▸ **Формулировка задания 1**: Пожалуйста, перепишите фрагмент документа: всё от «То же самое» и вниз до «паче киприотов всех.», поменяв «церкви» на «храме».
▸ **Формулировка задания 2**: Сократите абзац фрагмента документа, начинающийся словами «В начале IV века жил философ Алипий», сохранив его основные факты.
▸ **Формулировка задания 3**: Назовите все источники, на которые фрагмент документа ссылается в скобках.

▸ **Фрагмент документа**:
————
То же самое говорили и о евнухах.
Пафлагонцев называли «свинозадыми» (χοιρόκωλοι), потому что они считались грязными и волосатыми — даже «самыми волосатыми из людей» (Византийский комментарий к Лукиану).
Однажды Константин Манассия (XII век) был в церкви:
«Случилось мне стоять вблизи преддверия,
когда вошел другой: он родом с Кипра был,
но неразумен паче киприотов всех.
Вошел, приблизился и стал вблизи меня:
Вонял вином, а вместе с ним и чесноком.
А я, страдая носом от зловония…
весь задурнившись, начал падать в обморок…
Сказал ему я, кротко на него взглянув:
«О человек, стань одаль, подходить не смей!
Воняешь чесноком, а значит прочь беги:
не в силах я ведь эту дрянь твою терпеть».
Но он не внял и с места не сошел ничуть.
Опять сказал ему я, но теперь грубей:
«О человек, стань одаль, не души меня!
Ведь словно бы болотом твой воняет рот».
Но он повесил на уши как будто щит
и столько ж на меня вниманья обращал,
сколь хряк на комара или на муху лев.
Итак, поняв, что лишние теперь слова
и надо мужа кулаками вразумить,
согнул я руку по-мужски, и так в сердцах
бью мужа в подбородок, прямо в челюсть я
ударом, полным гнева величайшего…
Едва унес так ноги этот говноед!»
Большие, маленькие и двойные люди
В начале IV века жил философ Алипий, «очень искусный в диалектике, которому случилось иметь очень маленькое тело: телом он едва превосходил пигмея, и все страшились, что его зримое тело — это его разум и душа. Его тленная часть не увеличивалась в размерах, но превращалась в божественную». У него было много последователей, но он так и не написал ни одной книги (Евнапий. Жизнеописания философов 5, 3).
Около 389 года жил египтянин, настолько низкорослый, что подражал куропаткам в клетке, разыгрывая с ними шутовские баталии. «Еще более необычно, что у этого человека был рассудок, нисколько не пострадавший от его низкорослости. Ведь и речь его была не лишена изящества, и слова его показывали благородство его ума… Он не дожил и до двадцати пяти лет» (Филосторгий. Церковная история 10, 11).
————
▸ **Фрагмент данных**:
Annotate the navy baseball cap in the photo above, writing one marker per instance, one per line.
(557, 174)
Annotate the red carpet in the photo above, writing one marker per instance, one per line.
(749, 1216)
————
▸ **Письменный ответ 1**:
То же самое говорили и о евнухах.
Пафлагонцев называли «свинозадыми» (χοιρόκωλοι), потому что они считались грязными и волосатыми — даже «самыми волосатыми из людей» (Византийский комментарий к Лукиану).
Однажды Константин Манассия (XII век) был в храме:
«Случилось мне стоять вблизи преддверия,
когда вошел другой: он родом с Кипра был,
но неразумен паче киприотов всех.

▸ **Письменный ответ 2**: В начале IV века жил философ Алипий, очень искусный в диалектике. Телом он едва превосходил пигмея, и все страшились, что его зримое тело — это его разум и душа. Его тленная часть не росла, а превращалась в божественную. У него было много последователей, но он не написал ни одной книги (Евнапий. Жизнеописания философов 5, 3).

▸ **Письменный ответ 3**:
Византийский комментарий к Лукиану
Евнапий. Жизнеописания философов 5, 3
Филосторгий. Церковная история 10, 11